__What is needed__:
Give back exactly the lines from the one holding "Can you find the brown" to the bottom of the material, both included, and nothing more. No pictures.

__Exercise inputs__:

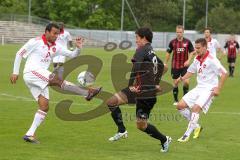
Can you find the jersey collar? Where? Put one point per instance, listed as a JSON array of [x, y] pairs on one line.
[[202, 59], [46, 42]]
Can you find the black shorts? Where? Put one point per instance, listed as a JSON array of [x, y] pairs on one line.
[[231, 60], [144, 107], [176, 73]]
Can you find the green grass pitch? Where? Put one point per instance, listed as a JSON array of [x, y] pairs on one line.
[[88, 140]]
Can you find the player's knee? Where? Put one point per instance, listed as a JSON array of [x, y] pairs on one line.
[[196, 108], [112, 101], [141, 124], [181, 105]]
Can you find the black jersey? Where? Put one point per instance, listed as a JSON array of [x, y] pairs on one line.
[[147, 68]]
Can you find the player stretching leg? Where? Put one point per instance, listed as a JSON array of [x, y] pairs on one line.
[[207, 68], [39, 52]]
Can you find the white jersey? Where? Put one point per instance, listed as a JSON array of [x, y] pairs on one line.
[[213, 45], [63, 38], [207, 71], [39, 54]]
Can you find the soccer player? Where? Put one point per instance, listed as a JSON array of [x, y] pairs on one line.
[[207, 68], [213, 44], [232, 48], [39, 52], [183, 51], [143, 85], [63, 39]]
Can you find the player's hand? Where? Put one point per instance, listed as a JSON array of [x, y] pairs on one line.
[[79, 42], [134, 89], [158, 88], [14, 78], [216, 91], [165, 68], [186, 63]]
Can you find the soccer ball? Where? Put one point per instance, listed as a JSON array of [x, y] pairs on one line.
[[86, 78]]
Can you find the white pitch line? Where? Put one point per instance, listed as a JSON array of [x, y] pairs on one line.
[[22, 98]]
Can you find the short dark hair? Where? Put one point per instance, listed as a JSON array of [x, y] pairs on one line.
[[145, 32], [202, 41], [208, 28], [50, 26]]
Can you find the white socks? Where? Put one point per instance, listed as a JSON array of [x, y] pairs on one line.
[[38, 119], [193, 123], [186, 113]]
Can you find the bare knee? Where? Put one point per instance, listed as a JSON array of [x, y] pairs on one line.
[[181, 105], [43, 103], [141, 124]]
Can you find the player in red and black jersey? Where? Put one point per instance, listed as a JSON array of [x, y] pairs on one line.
[[182, 51], [143, 86], [232, 48]]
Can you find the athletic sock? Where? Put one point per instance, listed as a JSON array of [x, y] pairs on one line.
[[38, 119], [185, 89], [68, 86], [152, 131], [186, 113], [175, 94], [193, 123], [117, 117]]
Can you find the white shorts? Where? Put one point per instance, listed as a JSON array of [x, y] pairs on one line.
[[200, 96], [59, 59], [37, 82]]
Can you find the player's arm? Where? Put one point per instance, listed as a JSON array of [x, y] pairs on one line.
[[22, 53], [168, 54], [74, 53], [221, 71]]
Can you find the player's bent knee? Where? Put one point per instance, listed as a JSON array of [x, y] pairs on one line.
[[141, 124]]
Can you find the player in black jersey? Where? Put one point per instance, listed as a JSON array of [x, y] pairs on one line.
[[143, 87]]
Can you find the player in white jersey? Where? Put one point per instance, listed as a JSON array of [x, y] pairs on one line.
[[213, 44], [64, 39], [207, 68], [39, 52]]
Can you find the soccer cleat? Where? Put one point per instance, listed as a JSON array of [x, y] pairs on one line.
[[175, 103], [118, 136], [30, 139], [92, 93], [197, 132], [184, 138], [166, 145]]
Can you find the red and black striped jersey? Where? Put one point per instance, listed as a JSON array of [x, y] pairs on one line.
[[231, 47], [180, 50]]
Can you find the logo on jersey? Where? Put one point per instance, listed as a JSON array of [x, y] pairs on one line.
[[180, 50], [54, 49]]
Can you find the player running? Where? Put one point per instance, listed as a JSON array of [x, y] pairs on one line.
[[39, 52], [207, 68], [183, 51], [63, 39], [232, 48], [213, 44], [143, 85]]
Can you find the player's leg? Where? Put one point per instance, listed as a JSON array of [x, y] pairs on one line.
[[68, 86], [184, 109], [175, 75], [185, 82], [143, 109], [113, 104], [38, 119]]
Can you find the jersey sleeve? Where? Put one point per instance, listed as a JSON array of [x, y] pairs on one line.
[[218, 67], [193, 67], [190, 47], [237, 45], [170, 47], [65, 52], [23, 52], [226, 45]]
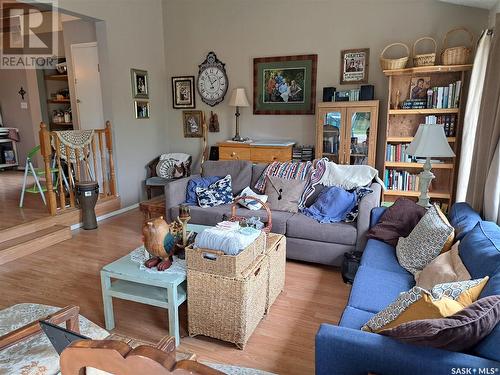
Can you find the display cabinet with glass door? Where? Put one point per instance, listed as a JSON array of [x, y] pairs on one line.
[[346, 132]]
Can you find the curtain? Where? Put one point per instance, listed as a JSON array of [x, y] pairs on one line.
[[483, 169], [472, 115]]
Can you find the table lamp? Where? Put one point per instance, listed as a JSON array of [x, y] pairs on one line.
[[238, 99], [430, 141]]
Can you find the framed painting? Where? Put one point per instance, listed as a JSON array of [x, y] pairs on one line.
[[140, 83], [193, 127], [183, 92], [354, 66], [141, 108], [284, 85]]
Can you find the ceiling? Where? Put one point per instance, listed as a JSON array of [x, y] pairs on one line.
[[485, 4]]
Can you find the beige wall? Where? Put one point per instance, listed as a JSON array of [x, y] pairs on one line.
[[239, 30], [133, 39]]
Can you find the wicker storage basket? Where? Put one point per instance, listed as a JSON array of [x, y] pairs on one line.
[[391, 64], [276, 252], [456, 55], [425, 59], [227, 308], [218, 263]]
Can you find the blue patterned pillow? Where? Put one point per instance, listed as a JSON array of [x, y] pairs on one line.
[[219, 193]]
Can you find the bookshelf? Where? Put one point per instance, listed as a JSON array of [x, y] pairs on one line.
[[402, 125]]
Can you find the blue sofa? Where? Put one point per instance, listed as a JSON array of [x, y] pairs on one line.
[[345, 349]]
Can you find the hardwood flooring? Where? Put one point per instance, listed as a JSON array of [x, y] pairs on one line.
[[11, 183], [68, 273]]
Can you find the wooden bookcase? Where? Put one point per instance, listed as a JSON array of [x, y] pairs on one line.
[[402, 125], [346, 132]]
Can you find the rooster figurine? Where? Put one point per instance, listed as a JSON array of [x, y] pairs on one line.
[[159, 240]]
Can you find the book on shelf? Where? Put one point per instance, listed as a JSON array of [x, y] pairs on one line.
[[448, 121], [400, 180]]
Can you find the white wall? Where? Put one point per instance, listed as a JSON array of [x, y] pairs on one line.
[[239, 30], [133, 39]]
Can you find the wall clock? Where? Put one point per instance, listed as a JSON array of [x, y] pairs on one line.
[[212, 80]]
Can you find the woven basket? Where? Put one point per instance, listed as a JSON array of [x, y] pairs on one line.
[[269, 223], [456, 55], [276, 252], [227, 308], [425, 59], [391, 64], [218, 263]]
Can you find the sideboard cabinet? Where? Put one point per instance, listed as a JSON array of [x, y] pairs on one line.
[[346, 132]]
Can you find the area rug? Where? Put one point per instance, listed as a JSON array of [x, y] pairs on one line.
[[36, 356]]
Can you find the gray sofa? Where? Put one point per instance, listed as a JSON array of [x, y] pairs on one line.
[[307, 240]]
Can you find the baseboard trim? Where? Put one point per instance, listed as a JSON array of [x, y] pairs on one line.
[[108, 215]]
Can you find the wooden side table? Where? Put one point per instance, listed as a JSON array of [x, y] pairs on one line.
[[154, 207]]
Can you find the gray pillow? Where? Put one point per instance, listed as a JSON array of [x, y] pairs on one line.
[[284, 194], [458, 332]]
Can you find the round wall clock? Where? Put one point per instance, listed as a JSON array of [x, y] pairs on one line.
[[212, 80]]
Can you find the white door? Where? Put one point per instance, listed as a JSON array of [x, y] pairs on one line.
[[85, 61]]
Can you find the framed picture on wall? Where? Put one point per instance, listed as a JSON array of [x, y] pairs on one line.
[[354, 66], [284, 85], [183, 92], [140, 83], [141, 108], [192, 125]]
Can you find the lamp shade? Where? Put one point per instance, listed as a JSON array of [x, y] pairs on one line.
[[238, 98], [430, 141]]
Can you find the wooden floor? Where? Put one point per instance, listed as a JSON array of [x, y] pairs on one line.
[[11, 183], [68, 273]]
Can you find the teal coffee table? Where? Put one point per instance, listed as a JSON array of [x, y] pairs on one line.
[[126, 278]]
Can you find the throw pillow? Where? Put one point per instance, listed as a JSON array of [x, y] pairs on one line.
[[458, 332], [284, 194], [431, 236], [198, 182], [397, 221], [361, 192], [219, 193], [447, 267], [419, 303], [251, 204], [332, 205]]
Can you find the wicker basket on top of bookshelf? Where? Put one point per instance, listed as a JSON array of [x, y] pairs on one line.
[[417, 95]]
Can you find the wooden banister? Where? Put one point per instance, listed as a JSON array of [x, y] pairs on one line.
[[84, 166], [46, 151]]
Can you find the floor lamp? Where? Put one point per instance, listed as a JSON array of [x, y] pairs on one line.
[[238, 99], [429, 142]]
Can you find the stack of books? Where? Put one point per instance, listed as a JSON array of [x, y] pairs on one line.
[[398, 153], [400, 180], [448, 121], [445, 96]]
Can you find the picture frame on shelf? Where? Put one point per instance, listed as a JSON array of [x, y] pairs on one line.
[[285, 85], [354, 65], [192, 124], [140, 83], [141, 109], [183, 95]]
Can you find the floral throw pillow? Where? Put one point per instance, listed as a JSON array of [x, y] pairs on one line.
[[217, 194]]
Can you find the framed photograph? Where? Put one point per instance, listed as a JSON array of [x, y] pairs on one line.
[[183, 92], [140, 83], [192, 124], [141, 108], [354, 66], [419, 87], [284, 85]]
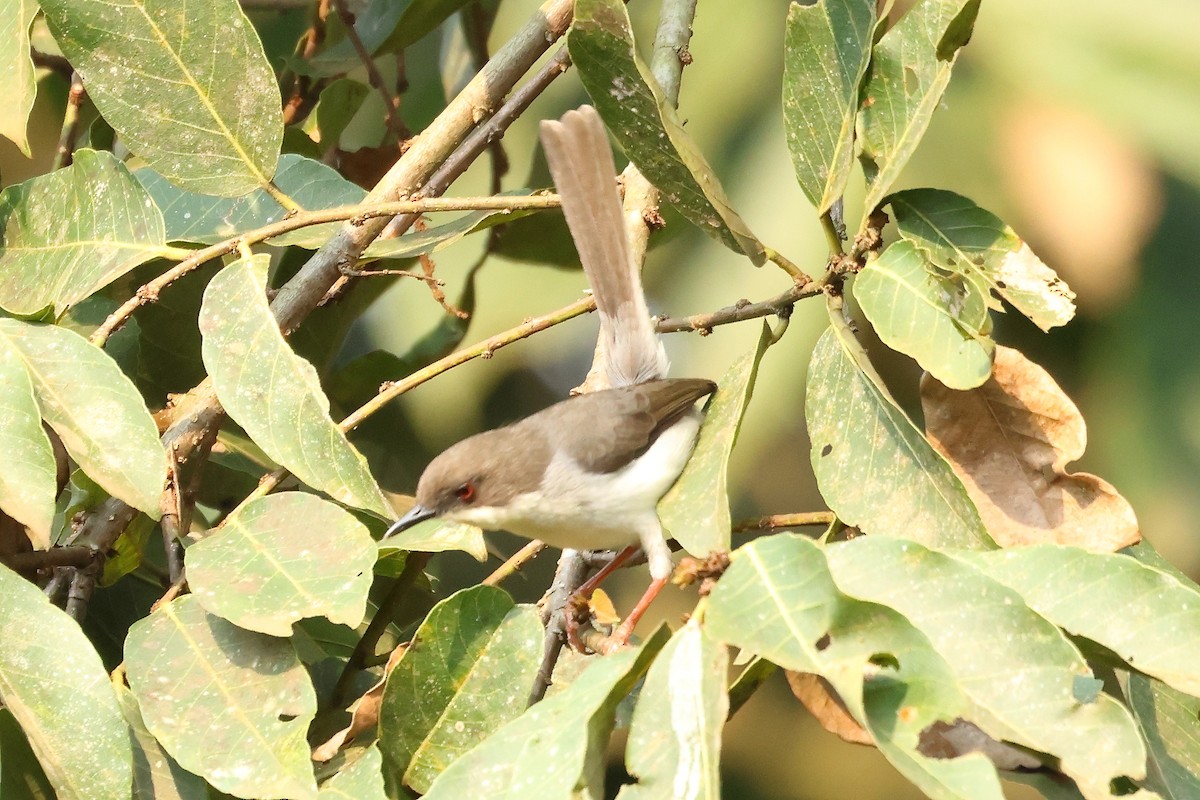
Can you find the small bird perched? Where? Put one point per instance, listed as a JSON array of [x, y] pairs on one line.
[[586, 473]]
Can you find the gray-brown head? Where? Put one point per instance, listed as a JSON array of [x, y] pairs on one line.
[[481, 471]]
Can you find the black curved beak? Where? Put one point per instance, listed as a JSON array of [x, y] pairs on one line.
[[415, 515]]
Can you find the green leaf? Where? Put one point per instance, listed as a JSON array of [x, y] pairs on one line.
[[71, 232], [361, 780], [95, 409], [910, 68], [28, 471], [826, 50], [937, 319], [283, 558], [647, 126], [273, 394], [778, 600], [1144, 614], [1168, 722], [468, 672], [55, 686], [438, 536], [340, 101], [696, 509], [960, 236], [231, 705], [209, 220], [874, 468], [156, 775], [675, 739], [373, 24], [15, 62], [556, 749], [420, 18], [186, 86], [1017, 667], [21, 775]]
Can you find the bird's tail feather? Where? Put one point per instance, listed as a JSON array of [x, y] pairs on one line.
[[583, 170]]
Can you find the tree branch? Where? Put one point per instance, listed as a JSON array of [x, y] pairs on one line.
[[357, 214]]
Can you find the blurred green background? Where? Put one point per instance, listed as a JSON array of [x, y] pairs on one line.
[[1077, 121]]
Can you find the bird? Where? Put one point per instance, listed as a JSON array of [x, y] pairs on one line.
[[586, 473]]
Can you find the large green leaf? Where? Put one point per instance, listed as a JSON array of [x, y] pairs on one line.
[[827, 47], [18, 67], [191, 216], [156, 775], [361, 780], [937, 319], [696, 510], [647, 126], [1145, 615], [557, 747], [1168, 722], [874, 468], [95, 409], [28, 471], [960, 236], [55, 686], [72, 232], [186, 86], [675, 738], [282, 558], [231, 705], [468, 672], [21, 775], [910, 68], [273, 394], [778, 600], [1019, 669]]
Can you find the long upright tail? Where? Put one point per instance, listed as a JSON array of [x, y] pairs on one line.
[[581, 163]]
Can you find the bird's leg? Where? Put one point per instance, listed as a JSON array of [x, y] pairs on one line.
[[621, 636], [579, 609]]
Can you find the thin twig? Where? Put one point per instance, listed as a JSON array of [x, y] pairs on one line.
[[383, 617], [515, 563], [373, 77], [71, 122], [150, 292], [779, 306], [72, 555], [785, 521]]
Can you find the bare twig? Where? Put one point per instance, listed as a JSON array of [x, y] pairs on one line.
[[373, 77], [778, 306], [72, 555], [514, 563], [71, 122], [785, 521], [358, 214], [383, 617]]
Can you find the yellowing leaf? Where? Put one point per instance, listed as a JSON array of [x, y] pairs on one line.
[[1011, 440]]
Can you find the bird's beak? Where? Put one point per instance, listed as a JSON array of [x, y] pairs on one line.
[[415, 515]]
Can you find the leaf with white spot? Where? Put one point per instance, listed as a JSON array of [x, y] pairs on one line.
[[72, 232], [274, 394], [186, 85], [95, 409], [283, 558]]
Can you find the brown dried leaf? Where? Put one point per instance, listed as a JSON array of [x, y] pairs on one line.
[[951, 740], [822, 702], [1011, 440], [364, 714]]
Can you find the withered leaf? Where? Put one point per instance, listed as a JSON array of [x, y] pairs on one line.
[[1011, 440], [822, 702]]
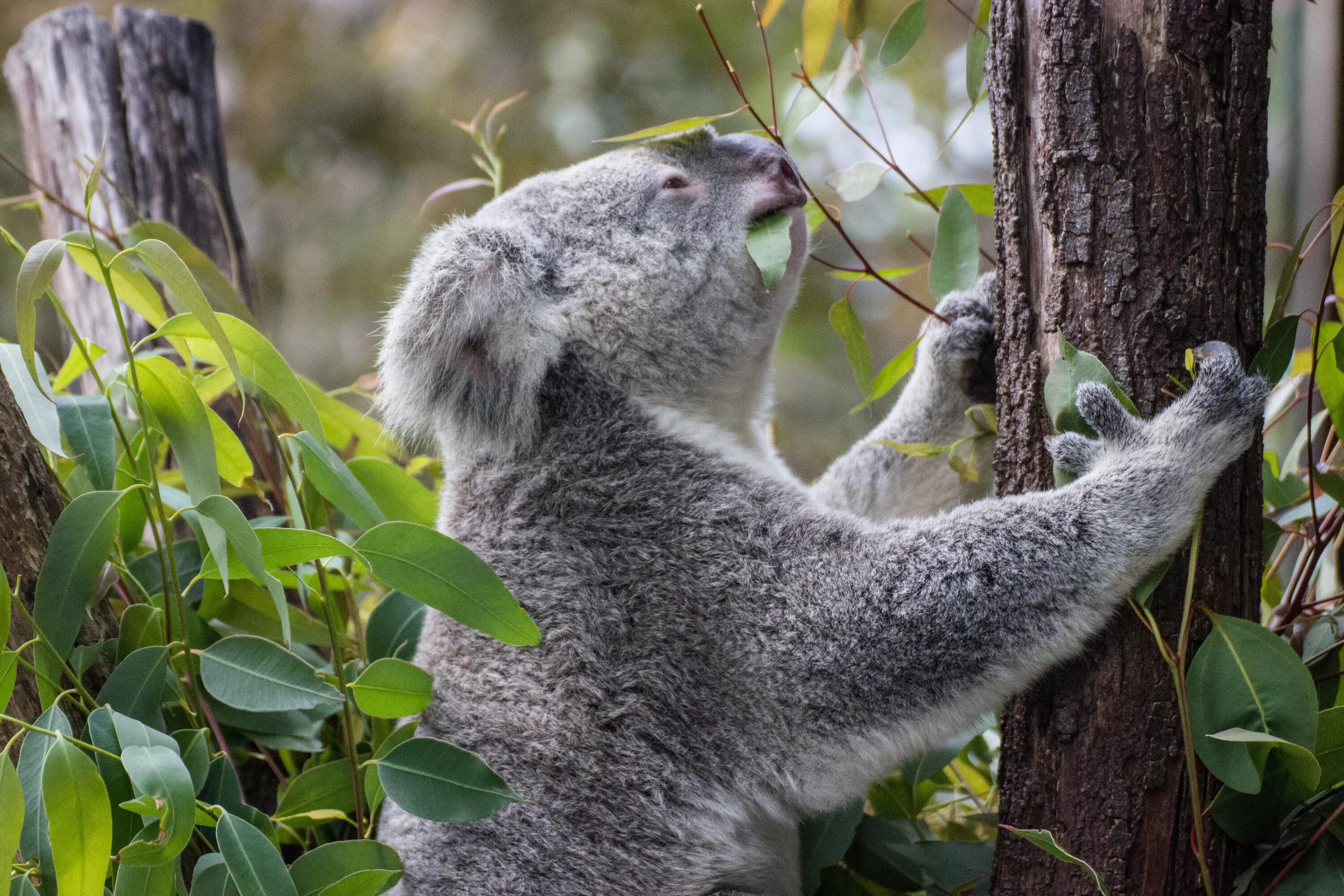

__Solution for this exercise__:
Can you find the brown dried leaf? Where? Put one point per instance, listed as a JSON array of [x, y] pairs on one line.
[[951, 740], [822, 702], [1011, 440], [364, 714]]
Can you find the withered leaf? Where? Put one point per instance, listed as a JSON array of [x, y] pairs on one line.
[[1011, 440], [822, 702]]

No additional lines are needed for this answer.